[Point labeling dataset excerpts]
____________
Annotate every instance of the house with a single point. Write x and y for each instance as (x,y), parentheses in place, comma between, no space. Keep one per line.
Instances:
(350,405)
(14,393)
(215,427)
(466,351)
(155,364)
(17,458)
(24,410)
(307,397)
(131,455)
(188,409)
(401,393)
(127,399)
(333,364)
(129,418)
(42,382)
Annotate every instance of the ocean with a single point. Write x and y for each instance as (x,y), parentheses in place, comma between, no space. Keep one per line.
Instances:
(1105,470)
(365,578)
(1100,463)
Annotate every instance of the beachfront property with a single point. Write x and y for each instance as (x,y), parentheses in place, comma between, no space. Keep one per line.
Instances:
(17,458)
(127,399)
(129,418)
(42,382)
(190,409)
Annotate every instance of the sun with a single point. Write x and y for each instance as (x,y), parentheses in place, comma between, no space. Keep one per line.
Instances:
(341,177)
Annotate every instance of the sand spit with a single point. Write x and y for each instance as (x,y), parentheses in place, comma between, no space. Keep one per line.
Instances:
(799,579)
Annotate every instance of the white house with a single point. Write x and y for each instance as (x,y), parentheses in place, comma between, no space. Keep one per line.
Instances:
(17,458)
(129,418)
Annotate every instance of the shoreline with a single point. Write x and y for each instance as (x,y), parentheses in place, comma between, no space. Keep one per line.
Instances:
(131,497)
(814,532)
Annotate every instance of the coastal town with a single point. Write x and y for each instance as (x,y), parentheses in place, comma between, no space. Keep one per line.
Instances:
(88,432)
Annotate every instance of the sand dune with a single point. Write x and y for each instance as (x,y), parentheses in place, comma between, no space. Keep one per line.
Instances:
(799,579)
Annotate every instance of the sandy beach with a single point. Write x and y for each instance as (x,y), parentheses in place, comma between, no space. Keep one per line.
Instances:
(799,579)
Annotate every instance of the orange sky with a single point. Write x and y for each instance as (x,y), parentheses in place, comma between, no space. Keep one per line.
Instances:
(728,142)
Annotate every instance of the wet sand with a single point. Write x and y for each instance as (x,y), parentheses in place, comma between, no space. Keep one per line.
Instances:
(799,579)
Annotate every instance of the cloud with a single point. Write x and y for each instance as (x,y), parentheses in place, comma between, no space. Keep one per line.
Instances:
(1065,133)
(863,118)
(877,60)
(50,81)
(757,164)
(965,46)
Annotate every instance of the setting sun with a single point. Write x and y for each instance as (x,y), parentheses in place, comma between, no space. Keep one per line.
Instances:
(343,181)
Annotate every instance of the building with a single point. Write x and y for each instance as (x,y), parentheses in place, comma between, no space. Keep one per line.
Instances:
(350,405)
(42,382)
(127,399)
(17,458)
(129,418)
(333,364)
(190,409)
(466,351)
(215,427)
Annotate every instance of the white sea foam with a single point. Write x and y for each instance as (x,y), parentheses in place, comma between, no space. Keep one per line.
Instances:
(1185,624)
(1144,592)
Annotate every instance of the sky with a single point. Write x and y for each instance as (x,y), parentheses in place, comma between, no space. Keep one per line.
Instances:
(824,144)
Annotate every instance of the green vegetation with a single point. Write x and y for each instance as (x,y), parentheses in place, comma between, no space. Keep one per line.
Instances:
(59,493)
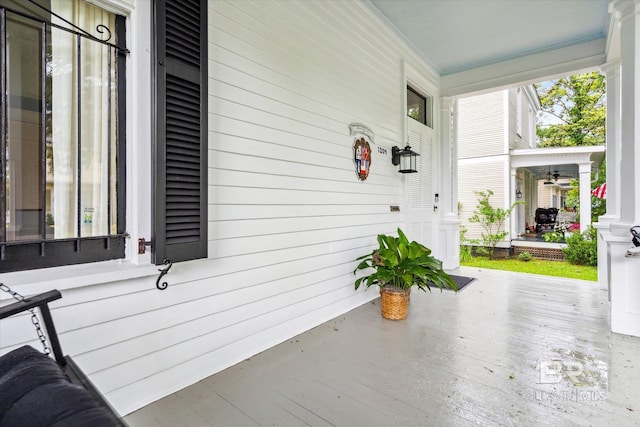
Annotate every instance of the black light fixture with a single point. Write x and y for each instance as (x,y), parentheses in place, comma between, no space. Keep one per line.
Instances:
(405,158)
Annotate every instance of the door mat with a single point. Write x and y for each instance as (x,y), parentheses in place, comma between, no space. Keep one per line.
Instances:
(461,281)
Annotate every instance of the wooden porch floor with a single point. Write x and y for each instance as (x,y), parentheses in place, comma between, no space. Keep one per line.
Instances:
(472,358)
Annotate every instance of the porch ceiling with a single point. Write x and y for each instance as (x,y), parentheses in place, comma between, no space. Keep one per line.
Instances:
(461,35)
(563,161)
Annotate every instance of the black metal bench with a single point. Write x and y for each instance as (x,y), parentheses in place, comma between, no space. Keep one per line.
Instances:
(36,390)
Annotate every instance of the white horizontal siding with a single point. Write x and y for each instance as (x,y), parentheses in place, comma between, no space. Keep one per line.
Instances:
(287,215)
(481,125)
(480,175)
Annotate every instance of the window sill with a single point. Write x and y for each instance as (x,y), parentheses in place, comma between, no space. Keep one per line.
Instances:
(76,276)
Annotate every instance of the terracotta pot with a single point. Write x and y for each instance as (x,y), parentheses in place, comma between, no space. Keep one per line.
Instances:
(394,303)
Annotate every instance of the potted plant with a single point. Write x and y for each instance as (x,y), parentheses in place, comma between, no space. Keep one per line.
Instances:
(398,265)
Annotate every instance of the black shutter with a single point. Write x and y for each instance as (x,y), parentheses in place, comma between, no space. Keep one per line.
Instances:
(180,149)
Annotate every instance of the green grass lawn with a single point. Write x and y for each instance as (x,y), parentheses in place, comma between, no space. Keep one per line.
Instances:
(536,266)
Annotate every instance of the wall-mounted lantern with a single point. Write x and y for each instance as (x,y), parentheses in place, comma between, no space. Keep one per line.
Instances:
(518,194)
(404,158)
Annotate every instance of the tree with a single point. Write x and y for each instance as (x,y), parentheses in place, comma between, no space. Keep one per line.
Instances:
(573,111)
(491,220)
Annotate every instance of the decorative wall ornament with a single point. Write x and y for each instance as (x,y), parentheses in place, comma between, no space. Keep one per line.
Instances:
(361,149)
(362,157)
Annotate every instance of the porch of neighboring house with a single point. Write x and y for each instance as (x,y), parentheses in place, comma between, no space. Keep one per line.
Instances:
(472,358)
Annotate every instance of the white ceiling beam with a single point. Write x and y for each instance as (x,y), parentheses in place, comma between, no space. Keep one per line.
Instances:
(526,70)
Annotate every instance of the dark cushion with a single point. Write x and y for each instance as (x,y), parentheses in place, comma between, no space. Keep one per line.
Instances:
(35,392)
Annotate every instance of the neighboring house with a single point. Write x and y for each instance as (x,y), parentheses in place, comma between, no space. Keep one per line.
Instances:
(489,127)
(215,140)
(497,151)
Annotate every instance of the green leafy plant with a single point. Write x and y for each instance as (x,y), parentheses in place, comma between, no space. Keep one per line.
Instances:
(582,248)
(465,248)
(401,264)
(525,256)
(492,221)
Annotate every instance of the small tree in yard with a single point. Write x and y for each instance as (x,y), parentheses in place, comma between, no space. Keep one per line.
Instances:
(491,220)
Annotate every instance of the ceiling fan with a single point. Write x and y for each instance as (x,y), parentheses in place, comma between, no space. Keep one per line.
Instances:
(555,176)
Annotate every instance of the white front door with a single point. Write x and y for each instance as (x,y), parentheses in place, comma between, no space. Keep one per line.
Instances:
(420,204)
____________
STATED EXERCISE: Reproduce the listing word for word and omit its pictures.

TASK ANSWER:
Annotate every instance of the house with a single point. Write x and y for each instance as (x,y), parentheses in place, comma between, no space. Keep one per line.
Instances:
(350,405)
(14,393)
(215,427)
(466,351)
(155,364)
(17,458)
(24,410)
(307,397)
(131,455)
(188,409)
(401,393)
(127,399)
(333,364)
(129,418)
(42,382)
Annotate every instance of the ocean with a single point. Write x and y for each instance as (x,y), parentheses in place, comma between, no space. Keep one per line.
Instances:
(1105,470)
(365,578)
(1100,463)
Annotate every instance of the beachfront property with a single point. Write x and y for each instance as (x,y), parentheses in place, comma between, no space. Keep one per line.
Instances:
(17,458)
(127,399)
(129,418)
(42,382)
(190,409)
Annotate every instance of the sun with a single point. Write x and y for each instance as (x,y), parentheses in place, comma between, no space. Keep one per line.
Instances:
(341,177)
Annotate every instance of the sand spit with a single point. Write x and y for each instance as (x,y), parentheses in place, comma between, no space. Keep one per line.
Instances:
(799,579)
Annotate every instance of the white house with a single point. Write x and y for each instance as (x,y), parentheses in place, comma between, no space. Keep one per line.
Instances:
(17,458)
(129,418)
Annotate every instance of the shoreline with a single point. Write x and y for each instance as (x,y), parentheses in place, comma between, no space. Keep one per line.
Instances:
(131,497)
(814,532)
Annotate every instance of the coastal town with a single point. Write x and y for each instance as (x,y), parentheses in place, comma between, no space. Keep one per line.
Instances:
(88,432)
Annotate every instance of the sand dune with a single point. Write x and y for each instance as (x,y), parentheses in place, comma between, no space. Keep one per line.
Instances:
(799,579)
Annotate every instance of the sandy beach with a single point. Write x and y for each instance as (x,y), parentheses in place, comma between, no space. Keep one per line.
Instances:
(799,579)
Annotate every instance of the orange sky with a single point. Write x and y for each instance as (x,y), parentheses in place, comma between, no space. Keep one per line.
Instances:
(728,142)
Annotate every instance of the wet sand with a single point. Write x and y for each instance as (x,y), parentheses in place, comma between, no space. Keep one per line.
Instances:
(799,579)
Annotate every instance of the cloud with a single point. Write x and y for each instance as (x,y), parentheses in place, comma between, no space. Keep one per line.
Instances:
(1065,133)
(863,118)
(877,60)
(50,81)
(757,164)
(965,46)
Annotate every instance of the setting sun with a single point. Write x and y for each instance as (x,y), parentheses in place, comma between, no space. Keep one per line.
Instances:
(343,181)
Annotate every instance of the building with a single point. Write x and y for each instance as (x,y), parentheses in place, comma between, no space. Keep one per line.
Instances:
(350,405)
(42,382)
(127,399)
(17,458)
(129,418)
(333,364)
(190,409)
(466,351)
(215,427)
Annotate every instance of the white sea foam with a single point. Write x and y for each instance as (x,y), parentheses in place, comma between, no space. Keep one per line.
Instances:
(1185,624)
(1144,592)
Annotate every instance of the sky with a single point. Write x and y for each instance as (x,y), parentheses in place, comma between, no space. Keep one per line.
Instances:
(824,144)
Annotate every instance of the green vegetation with a single point. Write x and y for each instance as (x,y), parentheses in place, comma between, no space. Keep one per line.
Instances:
(59,493)
Annotate every instance of the black light fixture with a single point. Write x and y for each instance as (x,y), parentheses in place, comma between, no space. Keep one per line.
Instances:
(405,158)
Annotate every instance of the door mat with a single point. Write x and y for each instance as (x,y), parentheses in place, comma between, no space. Keep one per line.
Instances:
(461,281)
Annotate every instance of the wooden porch floor with a single point. Write x and y for each instance as (x,y), parentheses in place, comma between, no space. Keep one per line.
Instances:
(472,358)
Annotate every instance of the porch ceiling with a single point. Write x and y for each instance as (x,y), parentheses in place, comma between, no space. Keep one per line.
Instances:
(461,35)
(563,161)
Annotate every instance of the black metal bench with a single point. Write x and y for each instance as (x,y), parentheses in place, comma between, no space. Keep one per line.
Instances:
(36,390)
Annotate every instance of the white horizontal siding with a single point. Write x and y for each instance as (x,y), parentheses in place, comma between, no space. Keep one per line.
Instances:
(287,215)
(481,125)
(480,175)
Annotate every instance of the window sill with a single point. Write x and y for each instance as (x,y), parentheses in place, comma between, no space. Keep one per line.
Instances:
(76,276)
Annotate every instance of the terracotta pot with a single point. Write x and y for each instance as (x,y), parentheses in place, comma between, no space. Keep one per line.
Instances:
(394,303)
Annotate every instance of the potted plant with a single point. Write x and y for each instance as (x,y), parentheses in place, comma between, no space. Keep one per line.
Instances:
(398,265)
Annotate every instance of the black shutter with a single point. Write x and y for each instance as (x,y), parentheses in place, comma between, no space. Keep one per line.
Instances:
(180,149)
Annotate every instance of the green grass lawn with a single point. Write x and y for each instance as (x,y), parentheses in place, comma between, no space. Keep one per line.
Instances:
(536,266)
Annotate every instance of the wall-mounted lantern with a single point. Write x and y for each instance as (x,y), parentheses in place, comma between, no space. Keep one per line.
Instances:
(518,194)
(404,158)
Annotate every instance of the tree with a single point. Write x and y for each instance as (x,y), parentheses in place, comma between, no space. Keep one per line.
Instances:
(573,111)
(491,220)
Annotate every instance of the decorative wall ornament with a single point. Write x and y for each instance as (x,y), parentheses in place, comma between, no space. Keep one per line.
Instances:
(361,149)
(362,157)
Annotate every instance of the porch of neighboring house with a single point. Write x and y for each instance as (x,y), parentheses in place, comma between, no space. Keep one per line.
Instances:
(472,358)
Annotate every instance of the white ceiling beam with a single point. Write x and y for each instance as (x,y), parentheses in place, comma between, no space. Keep one per line.
Instances:
(526,70)
Annotate every instance of the dark cushion with a single point. Write x and y for each instance as (x,y), parentheses in place, comma between, no space. Keep one per line.
Instances:
(35,392)
Annotate every instance of the neighboring house with a single point. Write x and y for each instance as (x,y), parentheses in place, comma between, no space. Keep one per line.
Instances:
(489,127)
(215,140)
(497,151)
Annotate every instance of the green leafy plant with a single point. Write x and y for each instance as (x,y), parentheses in place, comma between, no space. Keep one per line.
Instances:
(582,248)
(465,248)
(401,264)
(525,256)
(492,221)
Annotate every instance of the small tree in yard with a single point. Write x and y for each instance as (x,y), parentheses in place, comma between, no space. Keep one per line.
Instances:
(491,220)
Annotate every instance of the ceiling fan with a single point. Write x and y for each instance as (x,y), parentheses in place, comma between, no space. Keep one per line.
Instances:
(555,176)
Annotate every instance of the white front door with a single point. Write x and y for each instance as (x,y), parentheses in place, comma between, no space. Keep one per line.
Instances:
(420,204)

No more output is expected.